**WHAT IS BEING ASKED:**
Set down, word for word, the stretch of lines from the one containing "In this picture, where can the jersey" to the end of the records below.

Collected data
══════════════════════════════
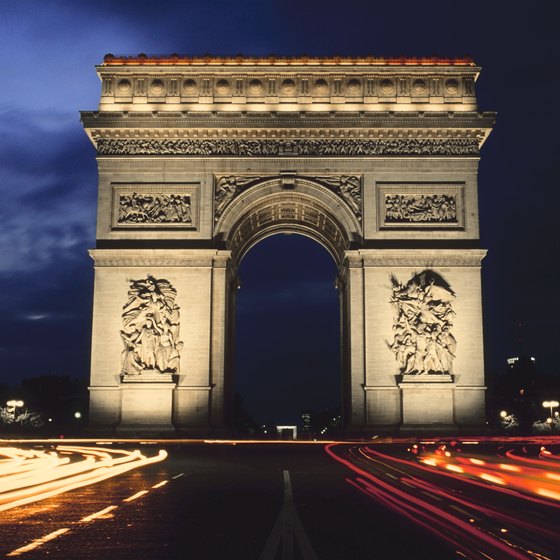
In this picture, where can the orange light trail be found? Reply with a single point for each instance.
(28, 476)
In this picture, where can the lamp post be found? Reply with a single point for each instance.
(551, 405)
(15, 404)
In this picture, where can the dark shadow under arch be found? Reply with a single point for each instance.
(287, 355)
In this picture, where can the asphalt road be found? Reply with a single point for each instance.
(276, 501)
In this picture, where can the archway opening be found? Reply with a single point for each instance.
(287, 349)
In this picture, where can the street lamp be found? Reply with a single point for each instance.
(15, 404)
(551, 405)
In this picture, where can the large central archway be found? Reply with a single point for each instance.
(287, 335)
(287, 204)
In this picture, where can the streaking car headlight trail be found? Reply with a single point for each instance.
(29, 475)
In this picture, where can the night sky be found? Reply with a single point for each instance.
(48, 176)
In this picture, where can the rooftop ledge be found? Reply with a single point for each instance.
(240, 60)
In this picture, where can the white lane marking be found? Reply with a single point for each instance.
(461, 510)
(287, 526)
(135, 496)
(433, 496)
(98, 514)
(38, 542)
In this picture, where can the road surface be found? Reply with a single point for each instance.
(273, 501)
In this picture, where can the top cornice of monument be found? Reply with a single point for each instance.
(283, 61)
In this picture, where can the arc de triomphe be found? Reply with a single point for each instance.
(201, 158)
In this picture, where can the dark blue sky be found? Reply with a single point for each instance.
(48, 173)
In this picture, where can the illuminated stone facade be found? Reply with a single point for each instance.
(200, 158)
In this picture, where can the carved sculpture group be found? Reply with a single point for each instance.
(423, 342)
(154, 209)
(407, 208)
(150, 332)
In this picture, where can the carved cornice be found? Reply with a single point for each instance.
(422, 257)
(335, 81)
(237, 60)
(288, 148)
(267, 118)
(157, 257)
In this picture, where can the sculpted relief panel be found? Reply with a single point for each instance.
(154, 206)
(150, 332)
(288, 148)
(421, 206)
(423, 319)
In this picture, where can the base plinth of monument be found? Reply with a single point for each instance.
(146, 407)
(427, 404)
(147, 377)
(427, 378)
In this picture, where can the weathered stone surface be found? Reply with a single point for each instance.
(199, 161)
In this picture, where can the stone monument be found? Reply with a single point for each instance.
(201, 158)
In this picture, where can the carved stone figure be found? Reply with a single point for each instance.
(410, 208)
(150, 328)
(227, 187)
(348, 187)
(298, 147)
(154, 209)
(422, 342)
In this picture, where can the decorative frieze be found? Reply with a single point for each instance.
(412, 208)
(421, 205)
(288, 148)
(154, 209)
(155, 206)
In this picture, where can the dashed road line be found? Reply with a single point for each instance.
(287, 529)
(102, 514)
(38, 542)
(135, 496)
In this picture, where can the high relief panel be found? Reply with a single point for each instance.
(155, 206)
(423, 341)
(150, 331)
(421, 206)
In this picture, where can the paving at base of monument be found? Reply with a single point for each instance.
(293, 500)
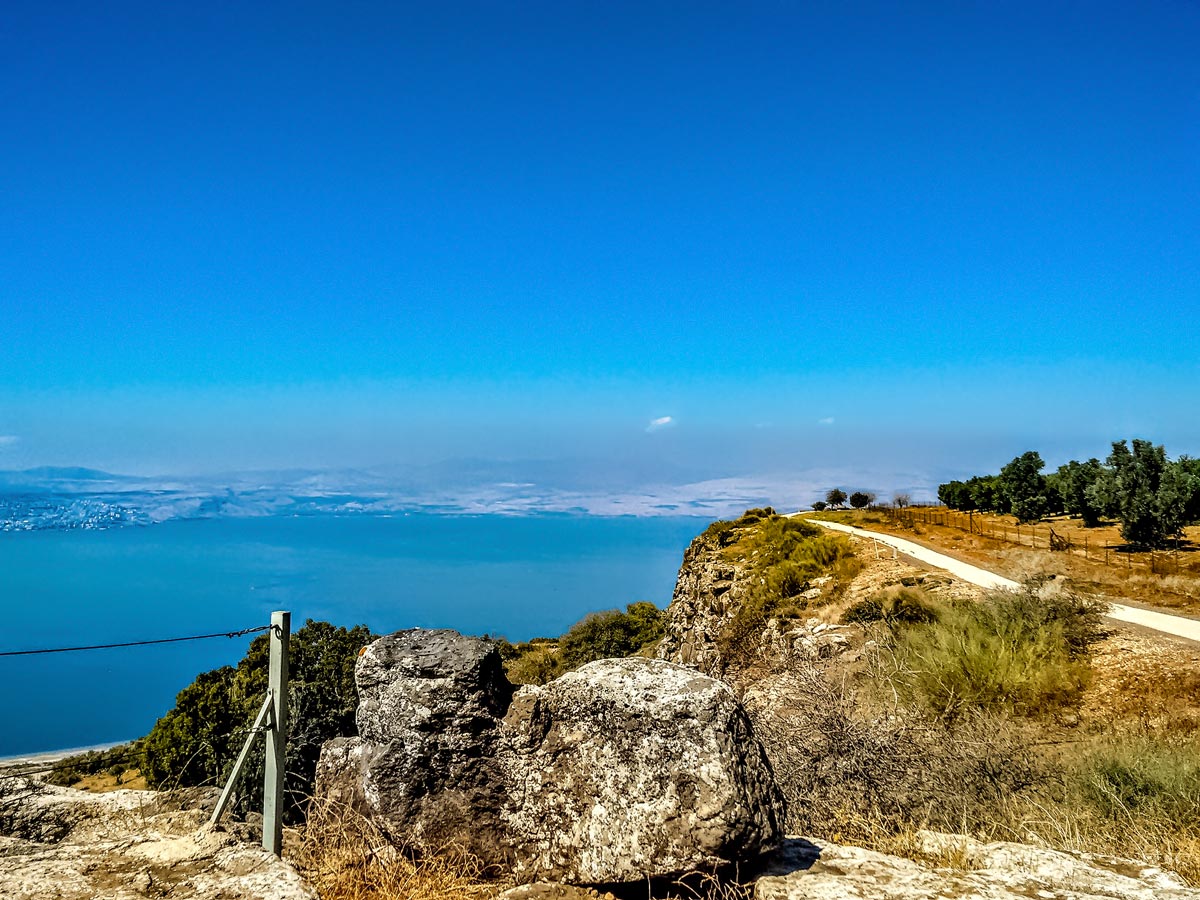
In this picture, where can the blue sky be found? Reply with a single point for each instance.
(814, 235)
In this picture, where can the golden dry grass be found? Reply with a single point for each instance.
(1174, 583)
(346, 857)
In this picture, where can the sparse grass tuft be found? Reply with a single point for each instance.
(346, 857)
(784, 557)
(1019, 652)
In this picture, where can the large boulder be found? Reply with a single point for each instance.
(621, 771)
(635, 767)
(423, 766)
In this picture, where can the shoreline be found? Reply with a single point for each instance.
(51, 756)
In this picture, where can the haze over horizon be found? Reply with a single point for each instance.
(858, 243)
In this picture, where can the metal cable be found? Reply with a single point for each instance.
(138, 643)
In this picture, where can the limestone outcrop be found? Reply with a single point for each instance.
(127, 845)
(619, 771)
(963, 869)
(709, 592)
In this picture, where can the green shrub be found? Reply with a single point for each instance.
(783, 555)
(1015, 652)
(115, 761)
(198, 739)
(893, 609)
(1150, 778)
(535, 664)
(610, 635)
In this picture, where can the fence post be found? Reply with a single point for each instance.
(277, 738)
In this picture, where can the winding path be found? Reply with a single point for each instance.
(1176, 625)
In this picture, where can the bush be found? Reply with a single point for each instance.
(535, 664)
(1146, 777)
(893, 609)
(859, 499)
(852, 777)
(197, 741)
(784, 556)
(1012, 652)
(610, 635)
(114, 761)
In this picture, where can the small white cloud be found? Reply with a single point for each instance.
(663, 421)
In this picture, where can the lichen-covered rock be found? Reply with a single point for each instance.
(707, 595)
(619, 771)
(423, 766)
(819, 870)
(628, 768)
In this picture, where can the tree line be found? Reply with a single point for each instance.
(835, 498)
(1152, 496)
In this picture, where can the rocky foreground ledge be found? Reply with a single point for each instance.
(621, 771)
(127, 845)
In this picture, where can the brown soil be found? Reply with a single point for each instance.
(1165, 581)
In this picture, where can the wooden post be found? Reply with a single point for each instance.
(277, 739)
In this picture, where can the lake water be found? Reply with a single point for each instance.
(513, 576)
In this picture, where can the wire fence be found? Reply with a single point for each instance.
(1042, 537)
(240, 633)
(270, 724)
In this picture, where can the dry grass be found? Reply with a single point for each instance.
(346, 857)
(1127, 576)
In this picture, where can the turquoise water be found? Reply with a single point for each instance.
(513, 576)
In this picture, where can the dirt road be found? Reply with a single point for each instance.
(1176, 625)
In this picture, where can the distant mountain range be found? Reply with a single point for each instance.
(67, 498)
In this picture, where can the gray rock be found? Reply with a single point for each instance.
(621, 771)
(819, 870)
(631, 768)
(708, 593)
(129, 845)
(424, 767)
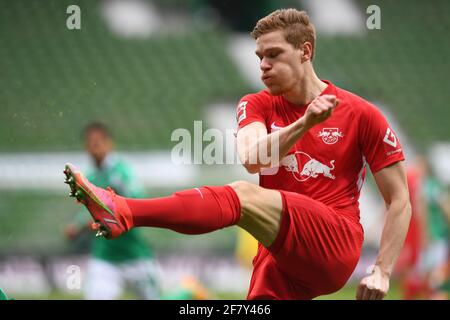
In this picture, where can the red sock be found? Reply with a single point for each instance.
(193, 211)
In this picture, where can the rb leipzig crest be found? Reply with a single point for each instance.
(330, 135)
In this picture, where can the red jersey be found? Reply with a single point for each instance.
(328, 162)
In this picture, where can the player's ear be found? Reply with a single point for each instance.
(306, 51)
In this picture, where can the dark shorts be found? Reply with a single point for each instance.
(315, 252)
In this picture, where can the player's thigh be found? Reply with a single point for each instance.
(260, 210)
(103, 281)
(143, 277)
(316, 246)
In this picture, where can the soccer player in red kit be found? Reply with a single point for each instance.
(305, 211)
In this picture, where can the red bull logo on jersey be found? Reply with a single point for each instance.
(330, 135)
(303, 166)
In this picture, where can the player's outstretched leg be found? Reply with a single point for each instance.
(111, 214)
(194, 211)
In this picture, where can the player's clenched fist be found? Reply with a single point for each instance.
(320, 109)
(373, 287)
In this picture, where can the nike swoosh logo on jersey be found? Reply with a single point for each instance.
(274, 127)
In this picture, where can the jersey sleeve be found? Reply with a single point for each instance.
(379, 143)
(251, 108)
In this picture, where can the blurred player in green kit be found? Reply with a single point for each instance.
(126, 262)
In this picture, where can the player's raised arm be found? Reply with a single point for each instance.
(392, 184)
(258, 150)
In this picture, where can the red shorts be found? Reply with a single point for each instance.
(315, 252)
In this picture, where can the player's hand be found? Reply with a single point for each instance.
(373, 287)
(320, 109)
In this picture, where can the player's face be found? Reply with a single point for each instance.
(98, 145)
(280, 62)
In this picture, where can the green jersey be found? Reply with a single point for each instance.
(437, 223)
(117, 174)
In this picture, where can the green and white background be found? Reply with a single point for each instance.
(149, 67)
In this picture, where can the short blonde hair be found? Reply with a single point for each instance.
(296, 26)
══════════════════════════════
**EXERCISE SOLUTION:**
In this picture, where can the jersey sleeve be found? Reply with a single point for each instance.
(379, 143)
(251, 108)
In this picture, where can the blurred player in green kit be found? Reply with a single point for each instance.
(126, 262)
In this picture, where can the player's raised arm be found? Reply with a single point for each instance.
(392, 184)
(258, 150)
In this picture, where can the red shorts be found? Reply with a single point for each instance.
(315, 252)
In this picture, where can the player's hand be found? Reply with a single point for each instance.
(373, 287)
(320, 109)
In this picture, where can the player's face be found? Reply with a single point for each instance.
(98, 145)
(280, 62)
In this picture, where can the green jersey be found? Reply with a single point for each instance.
(437, 223)
(117, 174)
In this picture, where can the green and white background be found? Reply with a single point for each instance.
(149, 67)
In this picture, where can the short blonde hair be found? Reply with a single point for each instance.
(296, 26)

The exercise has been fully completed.